Set each entry down verbatim, omitting images.

++++ Record extracts

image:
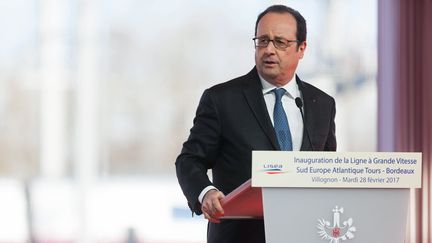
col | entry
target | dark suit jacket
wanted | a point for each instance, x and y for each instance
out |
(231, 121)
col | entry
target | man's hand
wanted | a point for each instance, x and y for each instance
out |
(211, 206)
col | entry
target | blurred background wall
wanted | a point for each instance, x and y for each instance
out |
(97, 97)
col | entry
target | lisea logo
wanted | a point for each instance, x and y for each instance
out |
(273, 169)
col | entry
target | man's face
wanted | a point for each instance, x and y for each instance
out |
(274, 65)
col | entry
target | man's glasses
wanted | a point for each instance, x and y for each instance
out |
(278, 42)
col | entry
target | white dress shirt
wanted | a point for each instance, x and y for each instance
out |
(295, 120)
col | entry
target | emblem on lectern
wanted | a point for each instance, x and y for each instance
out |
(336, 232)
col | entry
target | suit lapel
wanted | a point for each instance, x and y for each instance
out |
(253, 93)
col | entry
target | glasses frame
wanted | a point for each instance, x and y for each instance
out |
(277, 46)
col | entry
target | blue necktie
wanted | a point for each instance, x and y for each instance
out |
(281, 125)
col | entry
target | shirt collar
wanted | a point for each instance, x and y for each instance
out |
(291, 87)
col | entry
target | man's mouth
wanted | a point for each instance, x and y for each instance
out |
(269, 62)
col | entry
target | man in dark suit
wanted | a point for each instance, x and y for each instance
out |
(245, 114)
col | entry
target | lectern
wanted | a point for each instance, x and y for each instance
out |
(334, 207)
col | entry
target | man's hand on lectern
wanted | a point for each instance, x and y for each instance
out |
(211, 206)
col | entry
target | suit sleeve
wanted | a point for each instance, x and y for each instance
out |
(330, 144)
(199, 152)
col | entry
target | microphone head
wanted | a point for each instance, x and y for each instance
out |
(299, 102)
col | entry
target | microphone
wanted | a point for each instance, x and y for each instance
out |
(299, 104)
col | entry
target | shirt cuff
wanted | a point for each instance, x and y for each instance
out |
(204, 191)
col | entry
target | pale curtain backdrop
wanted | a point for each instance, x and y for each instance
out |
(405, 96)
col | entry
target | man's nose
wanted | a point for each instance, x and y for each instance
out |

++++++++

--- Result of the exercise ---
image:
col | entry
target | dark suit jacket
wanted | a point for each instance, x and y for each instance
out |
(231, 121)
col | entry
target | man's hand
wanted | a point for each instance, x and y for each instance
out |
(211, 206)
col | entry
target | blurred background wall
wanted | a point for each instance, x and y for each instance
out |
(97, 97)
col | entry
target | lisea logo
wanted | a point for each instance, x and y for each instance
out |
(273, 169)
col | entry
target | man's face
wanted | a point for each instance, x and y for each instance
out |
(274, 65)
col | entry
target | man's glasses
wanted | a point for each instance, x and y for each instance
out |
(278, 42)
col | entry
target | white dress shirt
wanted | a point for each instance, x and y for each instance
out |
(295, 120)
col | entry
target | emblem on lectern
wanted | a point for each instance, x and y for each instance
out |
(336, 232)
col | entry
target | suit lapel
wanted | a point for each instance, x and y for each instance
out |
(253, 93)
col | entry
target | glasses frame
wanted | a point for each instance, x and y for each instance
out |
(277, 46)
col | entry
target | blue necktie
wanted | a point for each instance, x and y for each instance
out |
(281, 125)
col | entry
target | shirt collar
wanted | a point for each instance, x and y for each instance
out |
(291, 87)
col | entry
target | man's mouth
wanted | a point for each instance, x and y for each instance
out |
(269, 62)
col | entry
target | man in dark suit
wanted | a point for each instance, x and y for each instance
out |
(245, 114)
col | entry
target | lectern
wanted | a point for each instance, x and y for each instance
out |
(334, 207)
col | entry
target | man's hand on lectern
wanted | a point for each instance, x and y for each instance
out |
(211, 206)
col | entry
target | suit sleeve
wanted | a point for each instance, x and y for each instance
out |
(330, 144)
(199, 152)
col | entry
target | microphone head
wanted | a point for each instance, x and y for each instance
out |
(299, 102)
col | entry
target | microphone
wanted | a point for each instance, x and y for each instance
out |
(299, 104)
col | entry
target | shirt cuff
wanted | a point for each instance, x and y for each instance
out |
(204, 191)
col | entry
target | pale curtain backdrop
wanted | a point for each instance, x and y for each instance
out |
(405, 96)
col | entry
target | man's nose
wanted | a point for each instance, x and y for each instance
out |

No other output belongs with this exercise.